• [Activity] Produce all the records again exactly as they stand.

START Input records

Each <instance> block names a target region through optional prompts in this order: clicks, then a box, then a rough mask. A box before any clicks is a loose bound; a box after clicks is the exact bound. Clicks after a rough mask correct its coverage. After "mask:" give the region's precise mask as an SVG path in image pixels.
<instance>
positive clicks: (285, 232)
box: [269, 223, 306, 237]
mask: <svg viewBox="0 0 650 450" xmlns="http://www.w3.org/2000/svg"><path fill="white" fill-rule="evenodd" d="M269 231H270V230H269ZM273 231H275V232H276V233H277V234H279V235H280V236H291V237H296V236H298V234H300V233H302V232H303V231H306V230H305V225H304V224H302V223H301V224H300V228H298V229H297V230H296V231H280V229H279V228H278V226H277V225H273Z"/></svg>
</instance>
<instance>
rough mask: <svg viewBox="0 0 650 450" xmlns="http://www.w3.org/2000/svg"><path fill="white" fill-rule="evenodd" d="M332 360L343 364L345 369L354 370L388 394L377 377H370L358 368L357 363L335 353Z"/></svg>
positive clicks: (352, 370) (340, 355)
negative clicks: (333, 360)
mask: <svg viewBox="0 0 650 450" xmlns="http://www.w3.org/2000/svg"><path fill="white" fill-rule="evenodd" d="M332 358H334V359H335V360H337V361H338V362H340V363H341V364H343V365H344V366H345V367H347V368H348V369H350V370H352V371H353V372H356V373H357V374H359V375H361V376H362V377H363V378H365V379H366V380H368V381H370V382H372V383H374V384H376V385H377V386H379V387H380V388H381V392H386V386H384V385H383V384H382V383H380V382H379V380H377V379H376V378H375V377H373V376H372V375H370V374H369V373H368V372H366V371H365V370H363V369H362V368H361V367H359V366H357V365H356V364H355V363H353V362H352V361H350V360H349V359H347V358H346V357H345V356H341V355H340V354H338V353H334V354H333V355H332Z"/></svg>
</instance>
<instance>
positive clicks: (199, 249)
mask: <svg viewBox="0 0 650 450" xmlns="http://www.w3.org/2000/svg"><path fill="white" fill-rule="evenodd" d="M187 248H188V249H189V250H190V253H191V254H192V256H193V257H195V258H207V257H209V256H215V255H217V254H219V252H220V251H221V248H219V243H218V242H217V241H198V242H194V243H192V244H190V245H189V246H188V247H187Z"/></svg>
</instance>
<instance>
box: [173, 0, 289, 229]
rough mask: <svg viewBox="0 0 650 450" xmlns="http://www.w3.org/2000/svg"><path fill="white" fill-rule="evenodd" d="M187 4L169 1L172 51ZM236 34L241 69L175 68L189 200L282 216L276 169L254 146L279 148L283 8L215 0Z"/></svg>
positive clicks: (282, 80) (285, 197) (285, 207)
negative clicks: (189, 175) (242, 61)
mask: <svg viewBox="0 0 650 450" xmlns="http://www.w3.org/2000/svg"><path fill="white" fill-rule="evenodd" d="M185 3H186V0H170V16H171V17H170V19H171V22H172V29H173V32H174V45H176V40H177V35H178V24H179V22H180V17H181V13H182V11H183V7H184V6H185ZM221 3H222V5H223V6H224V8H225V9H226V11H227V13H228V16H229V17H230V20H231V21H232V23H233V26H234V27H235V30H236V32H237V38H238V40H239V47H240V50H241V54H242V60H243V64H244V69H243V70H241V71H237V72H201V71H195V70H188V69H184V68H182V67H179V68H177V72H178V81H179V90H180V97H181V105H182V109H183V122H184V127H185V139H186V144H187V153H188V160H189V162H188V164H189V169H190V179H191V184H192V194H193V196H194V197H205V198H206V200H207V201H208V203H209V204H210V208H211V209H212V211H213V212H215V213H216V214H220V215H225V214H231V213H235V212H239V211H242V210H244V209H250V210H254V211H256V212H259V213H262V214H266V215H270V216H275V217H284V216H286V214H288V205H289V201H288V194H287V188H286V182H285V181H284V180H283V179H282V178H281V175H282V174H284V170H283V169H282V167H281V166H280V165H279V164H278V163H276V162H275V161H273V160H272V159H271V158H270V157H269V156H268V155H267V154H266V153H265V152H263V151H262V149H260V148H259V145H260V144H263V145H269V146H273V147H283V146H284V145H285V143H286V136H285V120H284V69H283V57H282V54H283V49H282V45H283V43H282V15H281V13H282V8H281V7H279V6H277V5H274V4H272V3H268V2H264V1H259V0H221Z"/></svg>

END Input records

• [Your solution]
Each <instance> block names a target region through optional prompts in this order: clicks, then a box, then a rough mask. A box before any clicks is a loose bound; a box after clicks is the exact bound. Clicks after a rough mask correct its coverage. After "mask:" give the region's precise mask as an SVG path in image pixels.
<instance>
positive clicks: (285, 232)
box: [269, 223, 306, 237]
mask: <svg viewBox="0 0 650 450" xmlns="http://www.w3.org/2000/svg"><path fill="white" fill-rule="evenodd" d="M269 231H270V230H269ZM273 231H275V232H276V233H277V234H279V235H280V236H291V237H296V236H298V234H300V233H302V232H303V231H306V230H305V225H304V224H302V223H301V224H300V228H298V229H297V230H296V231H280V229H279V228H278V226H277V225H273Z"/></svg>
</instance>
<instance>
rough mask: <svg viewBox="0 0 650 450" xmlns="http://www.w3.org/2000/svg"><path fill="white" fill-rule="evenodd" d="M332 360L343 364L345 369L354 370L388 394L377 377H370L358 368L357 363L335 353Z"/></svg>
positive clicks: (352, 370) (340, 355)
negative clicks: (333, 360)
mask: <svg viewBox="0 0 650 450" xmlns="http://www.w3.org/2000/svg"><path fill="white" fill-rule="evenodd" d="M332 358H334V359H335V360H337V361H338V362H340V363H341V364H343V365H344V366H345V367H347V368H348V369H350V370H352V371H353V372H356V373H357V374H359V375H361V376H362V377H363V378H365V379H366V380H368V381H370V382H372V383H374V384H376V385H377V386H379V387H380V388H381V392H386V386H384V385H383V384H382V383H380V382H379V380H377V379H376V378H375V377H373V376H372V375H370V374H369V373H368V372H366V371H365V370H363V369H362V368H361V367H359V366H357V365H356V364H355V363H353V362H352V361H350V360H349V359H347V358H346V357H345V356H341V355H340V354H338V353H334V354H333V355H332Z"/></svg>
</instance>
<instance>
positive clicks: (199, 249)
mask: <svg viewBox="0 0 650 450" xmlns="http://www.w3.org/2000/svg"><path fill="white" fill-rule="evenodd" d="M187 248H188V249H189V250H190V253H191V254H192V256H193V257H195V258H207V257H209V256H215V255H217V254H219V252H220V251H221V248H219V243H218V242H217V241H198V242H194V243H192V244H190V245H189V246H188V247H187Z"/></svg>
</instance>
<instance>
box: [173, 0, 289, 229]
rough mask: <svg viewBox="0 0 650 450" xmlns="http://www.w3.org/2000/svg"><path fill="white" fill-rule="evenodd" d="M187 4L169 1L172 51ZM236 34L241 69L175 68L189 200L282 216L276 169L254 146L279 148L283 8L215 0Z"/></svg>
positive clicks: (282, 80) (285, 197) (285, 207)
negative clicks: (189, 175) (242, 61)
mask: <svg viewBox="0 0 650 450" xmlns="http://www.w3.org/2000/svg"><path fill="white" fill-rule="evenodd" d="M185 3H186V0H170V16H171V17H170V19H171V22H172V29H173V32H174V45H176V40H177V35H178V24H179V22H180V17H181V13H182V11H183V7H184V6H185ZM221 3H222V5H223V6H224V8H225V9H226V11H227V13H228V16H229V17H230V20H231V21H232V23H233V26H234V27H235V30H236V32H237V38H238V40H239V47H240V50H241V54H242V60H243V64H244V69H243V70H241V71H237V72H201V71H195V70H188V69H184V68H182V67H179V68H177V72H178V81H179V90H180V97H181V105H182V109H183V122H184V127H185V139H186V144H187V153H188V160H189V162H188V164H189V169H190V179H191V184H192V194H193V196H194V197H205V198H206V200H207V201H208V203H209V204H210V208H211V209H212V211H213V212H215V213H216V214H220V215H225V214H231V213H235V212H239V211H242V210H244V209H250V210H254V211H256V212H259V213H262V214H266V215H270V216H275V217H284V216H286V214H288V205H289V201H288V194H287V188H286V182H285V181H284V180H283V179H282V178H281V175H282V174H284V170H283V169H282V167H281V166H280V165H279V164H278V163H276V162H275V161H273V160H272V159H271V158H270V157H269V156H268V155H267V154H266V153H265V152H263V151H262V149H260V148H259V145H260V144H263V145H269V146H273V147H283V146H284V145H285V143H286V136H285V120H284V69H283V57H282V54H283V49H282V45H283V43H282V15H281V13H282V8H281V7H279V6H277V5H274V4H272V3H268V2H264V1H259V0H221Z"/></svg>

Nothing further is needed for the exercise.